Transcribe, without alteration, only the lines from the one containing "Could you please indicate the cockpit window" through the last line of the material, both ends included.

· · · ·

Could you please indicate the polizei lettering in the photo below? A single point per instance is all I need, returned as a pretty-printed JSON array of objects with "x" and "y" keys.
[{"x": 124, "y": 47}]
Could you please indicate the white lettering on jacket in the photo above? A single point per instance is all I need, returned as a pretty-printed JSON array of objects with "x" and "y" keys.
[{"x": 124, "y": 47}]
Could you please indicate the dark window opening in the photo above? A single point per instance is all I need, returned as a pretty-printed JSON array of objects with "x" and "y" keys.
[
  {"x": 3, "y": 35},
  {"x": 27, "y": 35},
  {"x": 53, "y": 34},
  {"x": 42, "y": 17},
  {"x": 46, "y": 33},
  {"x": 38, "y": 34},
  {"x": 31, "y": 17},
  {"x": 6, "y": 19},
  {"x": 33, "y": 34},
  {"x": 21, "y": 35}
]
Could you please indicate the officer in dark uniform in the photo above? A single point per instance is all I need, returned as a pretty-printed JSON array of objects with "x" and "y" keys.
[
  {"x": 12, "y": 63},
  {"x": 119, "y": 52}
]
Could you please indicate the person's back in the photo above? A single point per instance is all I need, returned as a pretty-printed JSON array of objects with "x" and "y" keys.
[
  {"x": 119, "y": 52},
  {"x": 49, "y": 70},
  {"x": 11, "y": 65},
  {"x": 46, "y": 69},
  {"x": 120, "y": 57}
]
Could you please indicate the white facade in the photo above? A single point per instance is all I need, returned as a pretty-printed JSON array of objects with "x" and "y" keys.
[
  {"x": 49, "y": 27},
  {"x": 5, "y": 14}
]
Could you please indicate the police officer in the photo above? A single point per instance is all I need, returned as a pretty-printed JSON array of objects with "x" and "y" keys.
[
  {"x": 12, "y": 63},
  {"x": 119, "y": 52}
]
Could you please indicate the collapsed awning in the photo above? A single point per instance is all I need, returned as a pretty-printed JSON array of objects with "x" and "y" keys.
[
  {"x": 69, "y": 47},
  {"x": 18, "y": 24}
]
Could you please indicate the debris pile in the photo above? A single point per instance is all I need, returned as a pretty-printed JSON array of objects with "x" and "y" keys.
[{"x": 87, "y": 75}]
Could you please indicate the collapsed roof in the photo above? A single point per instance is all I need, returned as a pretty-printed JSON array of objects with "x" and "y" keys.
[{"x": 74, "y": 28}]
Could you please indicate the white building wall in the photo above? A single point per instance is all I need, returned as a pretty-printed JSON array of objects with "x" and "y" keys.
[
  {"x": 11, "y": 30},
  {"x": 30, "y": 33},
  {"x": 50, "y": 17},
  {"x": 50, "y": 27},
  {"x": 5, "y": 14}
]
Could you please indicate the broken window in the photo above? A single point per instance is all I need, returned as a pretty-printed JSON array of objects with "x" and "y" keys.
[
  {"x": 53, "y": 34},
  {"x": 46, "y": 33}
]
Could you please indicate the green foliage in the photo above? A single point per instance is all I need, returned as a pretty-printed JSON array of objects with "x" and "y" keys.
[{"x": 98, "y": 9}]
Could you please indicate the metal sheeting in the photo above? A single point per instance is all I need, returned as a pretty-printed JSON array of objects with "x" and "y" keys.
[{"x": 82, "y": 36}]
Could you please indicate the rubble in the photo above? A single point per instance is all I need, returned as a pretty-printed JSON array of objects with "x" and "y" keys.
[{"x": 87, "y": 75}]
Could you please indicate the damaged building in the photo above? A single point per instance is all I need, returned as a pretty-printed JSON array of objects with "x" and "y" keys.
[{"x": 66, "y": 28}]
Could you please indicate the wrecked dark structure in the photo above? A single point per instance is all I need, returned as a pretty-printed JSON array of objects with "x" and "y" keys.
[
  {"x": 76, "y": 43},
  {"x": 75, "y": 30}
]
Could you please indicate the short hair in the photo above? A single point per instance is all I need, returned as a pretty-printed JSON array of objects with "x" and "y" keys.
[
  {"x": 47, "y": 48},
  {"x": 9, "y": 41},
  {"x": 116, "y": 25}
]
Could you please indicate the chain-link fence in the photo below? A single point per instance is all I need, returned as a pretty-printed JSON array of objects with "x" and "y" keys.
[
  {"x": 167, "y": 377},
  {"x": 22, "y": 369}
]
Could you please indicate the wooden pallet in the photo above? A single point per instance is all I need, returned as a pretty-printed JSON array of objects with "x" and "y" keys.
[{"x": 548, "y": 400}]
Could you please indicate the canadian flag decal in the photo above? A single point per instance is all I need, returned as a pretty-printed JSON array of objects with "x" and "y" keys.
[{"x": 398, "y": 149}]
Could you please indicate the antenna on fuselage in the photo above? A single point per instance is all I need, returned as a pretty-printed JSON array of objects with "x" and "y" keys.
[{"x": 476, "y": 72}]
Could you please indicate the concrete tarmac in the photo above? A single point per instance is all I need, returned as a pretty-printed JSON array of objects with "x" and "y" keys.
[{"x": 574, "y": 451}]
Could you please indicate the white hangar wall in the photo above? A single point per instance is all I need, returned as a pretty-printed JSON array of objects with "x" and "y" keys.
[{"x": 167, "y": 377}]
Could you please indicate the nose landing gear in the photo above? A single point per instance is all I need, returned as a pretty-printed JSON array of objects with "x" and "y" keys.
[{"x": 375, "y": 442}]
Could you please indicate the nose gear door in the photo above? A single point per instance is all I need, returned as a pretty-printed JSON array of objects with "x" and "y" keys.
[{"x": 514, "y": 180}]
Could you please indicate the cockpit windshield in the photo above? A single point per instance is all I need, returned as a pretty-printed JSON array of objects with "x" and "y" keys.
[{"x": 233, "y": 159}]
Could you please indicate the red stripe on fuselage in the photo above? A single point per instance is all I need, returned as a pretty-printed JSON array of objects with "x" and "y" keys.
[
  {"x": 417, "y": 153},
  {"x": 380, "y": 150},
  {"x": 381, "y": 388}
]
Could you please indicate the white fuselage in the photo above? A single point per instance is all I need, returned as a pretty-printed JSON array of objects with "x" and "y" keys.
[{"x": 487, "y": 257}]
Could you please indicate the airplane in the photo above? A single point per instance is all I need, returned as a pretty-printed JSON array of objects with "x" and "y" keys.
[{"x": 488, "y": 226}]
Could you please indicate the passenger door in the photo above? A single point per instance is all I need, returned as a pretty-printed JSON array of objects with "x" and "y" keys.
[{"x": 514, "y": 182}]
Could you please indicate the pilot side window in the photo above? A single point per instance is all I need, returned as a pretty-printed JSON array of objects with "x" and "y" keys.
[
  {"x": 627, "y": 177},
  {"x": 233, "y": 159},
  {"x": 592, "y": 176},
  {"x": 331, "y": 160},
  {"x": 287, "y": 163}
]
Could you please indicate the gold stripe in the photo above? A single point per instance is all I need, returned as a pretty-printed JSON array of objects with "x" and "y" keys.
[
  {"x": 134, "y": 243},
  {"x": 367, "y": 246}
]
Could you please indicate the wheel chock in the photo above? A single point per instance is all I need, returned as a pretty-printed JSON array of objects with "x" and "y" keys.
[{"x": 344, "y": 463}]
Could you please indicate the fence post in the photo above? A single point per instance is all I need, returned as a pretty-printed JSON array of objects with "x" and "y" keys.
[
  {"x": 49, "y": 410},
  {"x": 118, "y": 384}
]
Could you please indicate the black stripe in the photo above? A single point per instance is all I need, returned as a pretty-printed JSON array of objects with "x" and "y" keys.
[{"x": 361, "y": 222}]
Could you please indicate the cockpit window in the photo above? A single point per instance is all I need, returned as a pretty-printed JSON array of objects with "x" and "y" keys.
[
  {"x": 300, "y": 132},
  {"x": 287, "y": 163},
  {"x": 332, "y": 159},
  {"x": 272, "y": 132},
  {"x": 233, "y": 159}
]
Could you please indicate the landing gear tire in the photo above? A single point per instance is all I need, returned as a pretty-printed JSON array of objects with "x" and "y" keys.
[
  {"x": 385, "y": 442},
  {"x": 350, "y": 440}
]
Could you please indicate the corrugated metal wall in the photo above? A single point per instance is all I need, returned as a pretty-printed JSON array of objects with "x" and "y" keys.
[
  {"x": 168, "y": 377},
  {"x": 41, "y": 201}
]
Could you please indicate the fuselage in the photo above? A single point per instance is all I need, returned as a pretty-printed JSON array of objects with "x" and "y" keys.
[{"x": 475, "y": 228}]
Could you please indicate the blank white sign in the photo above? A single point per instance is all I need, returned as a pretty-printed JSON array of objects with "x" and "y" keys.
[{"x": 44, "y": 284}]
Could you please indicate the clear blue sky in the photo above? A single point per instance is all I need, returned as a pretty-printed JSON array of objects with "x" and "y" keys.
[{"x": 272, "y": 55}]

· · · ·

- _Written solution_:
Could you please indicate the cockpit window in the photo above? A single point per instance is all I need, returned as a pretty-printed JSON array of objects with "x" and "y" keys.
[
  {"x": 300, "y": 132},
  {"x": 287, "y": 163},
  {"x": 332, "y": 159},
  {"x": 272, "y": 132},
  {"x": 233, "y": 159}
]
Could you please indicate the landing gear tire in the photo above? A single point per instance is all I need, returned as a pretty-printed JSON array of objects with "x" and "y" keys.
[
  {"x": 385, "y": 442},
  {"x": 350, "y": 440}
]
Could you please indicate the corrugated metal wall in the photo above? A single point per instance is all I need, returned as a pretty-printed JSON array of objects with "x" and "y" keys.
[
  {"x": 168, "y": 377},
  {"x": 41, "y": 201}
]
Could you please indicate the fuselage in the photo above? A single point per instance is all I need, returned as a pretty-printed JSON array of objects with "x" and "y" keys.
[{"x": 475, "y": 228}]
Could you please indicate the blank white sign in the photo above? A single point per instance is all I need, returned as a pretty-printed JSON array of objects with "x" and "y" keys.
[{"x": 44, "y": 284}]
Could you please indicate the clear blue sky in the photo above? A single point per instance is all I need, returned as a pretty-printed JSON array of objects with "x" and "y" keys.
[{"x": 272, "y": 55}]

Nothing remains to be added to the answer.